To make this concrete, Block reports some of the most common topics that appeared across Gazette articles, including the words that were found to cluster and a label reflecting her own after-the-fact interpretation of those words and articles in which they appear.

% of Gazette Most likely words in a topic in order of likelihood Human-added topic label
5.6 away reward servant named feet jacket high paid hair coat run inches master… Runaways
5.1 state government constitution law united power citizen people public congress… Government
4.6 good house acre sold land meadow mile premise plantation stone mill dwelling… Real Estate
3.9 silk cotton ditto white black linen cloth women blue worsted men fine thread… Cloth

Prevalent Topics in Pennsylvania Gazette; source: Sharon Block in Common-Place

If we were searching through an archive for articles on colonial textiles by keyword alone, we might think to look for articles including words like silkcottoncloth but a word like fine would be trickier to use since it has multiple, common meanings, not to mention the multivalence of gendered words like women and men.
+++
▸ WHAT TO DO
- A) From the excerpt on topics in the Pennsylvania Gazette, list every human-added topic label shown in the table.
- B) Summarize the excerpt on topics in the Pennsylvania Gazette in two sentences.
- C) Answer these questions about the excerpt on topics in the Pennsylvania Gazette:
(i) What percentage of the Gazette is attributed to the topic labeled Runaways?
(ii) Which word does the excerpt say would be trickier to use as a search keyword because it has multiple, common meanings?
(iii) Who is credited as the source of the table of prevalent topics, and in what publication?
The records that follow are separate material and are unrelated to the preceding text.

Point placement records
+++
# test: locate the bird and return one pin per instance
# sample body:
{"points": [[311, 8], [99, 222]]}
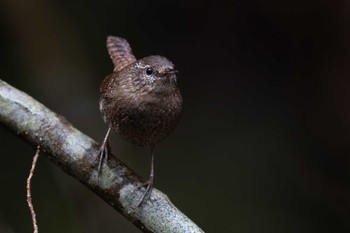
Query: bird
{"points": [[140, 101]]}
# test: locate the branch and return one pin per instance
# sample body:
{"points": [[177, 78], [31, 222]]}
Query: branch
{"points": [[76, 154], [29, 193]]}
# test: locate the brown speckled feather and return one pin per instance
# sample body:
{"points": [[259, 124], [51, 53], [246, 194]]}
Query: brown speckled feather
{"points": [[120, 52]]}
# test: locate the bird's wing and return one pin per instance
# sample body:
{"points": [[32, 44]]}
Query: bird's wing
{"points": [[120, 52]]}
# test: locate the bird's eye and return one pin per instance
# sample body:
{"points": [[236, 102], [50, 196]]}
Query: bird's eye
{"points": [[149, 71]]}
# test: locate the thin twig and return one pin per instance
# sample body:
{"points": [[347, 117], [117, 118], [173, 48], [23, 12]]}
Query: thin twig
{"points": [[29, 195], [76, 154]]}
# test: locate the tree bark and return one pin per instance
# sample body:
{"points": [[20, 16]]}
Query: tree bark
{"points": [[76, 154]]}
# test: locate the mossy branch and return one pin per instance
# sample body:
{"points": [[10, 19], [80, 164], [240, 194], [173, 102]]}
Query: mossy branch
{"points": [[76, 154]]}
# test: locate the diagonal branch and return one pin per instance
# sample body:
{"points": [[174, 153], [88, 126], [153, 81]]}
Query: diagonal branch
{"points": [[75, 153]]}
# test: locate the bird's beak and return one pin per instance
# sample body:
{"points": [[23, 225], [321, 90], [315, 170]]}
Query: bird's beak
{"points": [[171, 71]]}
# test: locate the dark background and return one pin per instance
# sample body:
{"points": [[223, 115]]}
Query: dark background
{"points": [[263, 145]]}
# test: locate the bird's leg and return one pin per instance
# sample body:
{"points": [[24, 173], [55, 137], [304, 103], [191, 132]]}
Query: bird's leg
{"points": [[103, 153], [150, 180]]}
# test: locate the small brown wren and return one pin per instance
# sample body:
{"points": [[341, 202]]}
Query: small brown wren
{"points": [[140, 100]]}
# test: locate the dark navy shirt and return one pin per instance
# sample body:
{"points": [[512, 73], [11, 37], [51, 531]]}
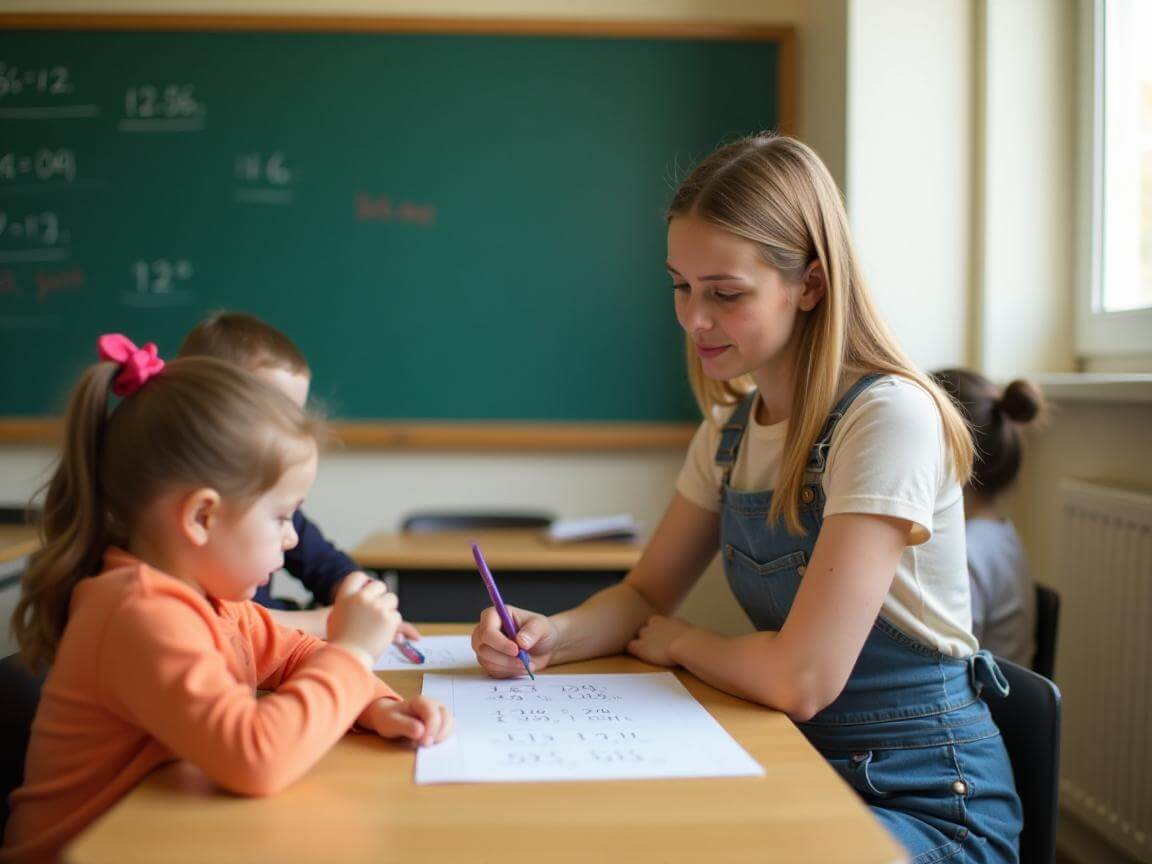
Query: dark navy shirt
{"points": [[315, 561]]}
+++
▸ EXPECTED RESULTS
- A) Runaways, Government, Real Estate, Cloth

- B) Block reports common topics across Gazette articles, giving each topic's share of the Gazette, its most likely words, and a label based on her own after-the-fact interpretation. The excerpt notes that a keyword search for articles on colonial textiles would have trouble with a word like fine, which has multiple common meanings, and with gendered words like women and men.

- C)
(i) 5.6 percent
(ii) fine
(iii) Sharon Block, in Common-Place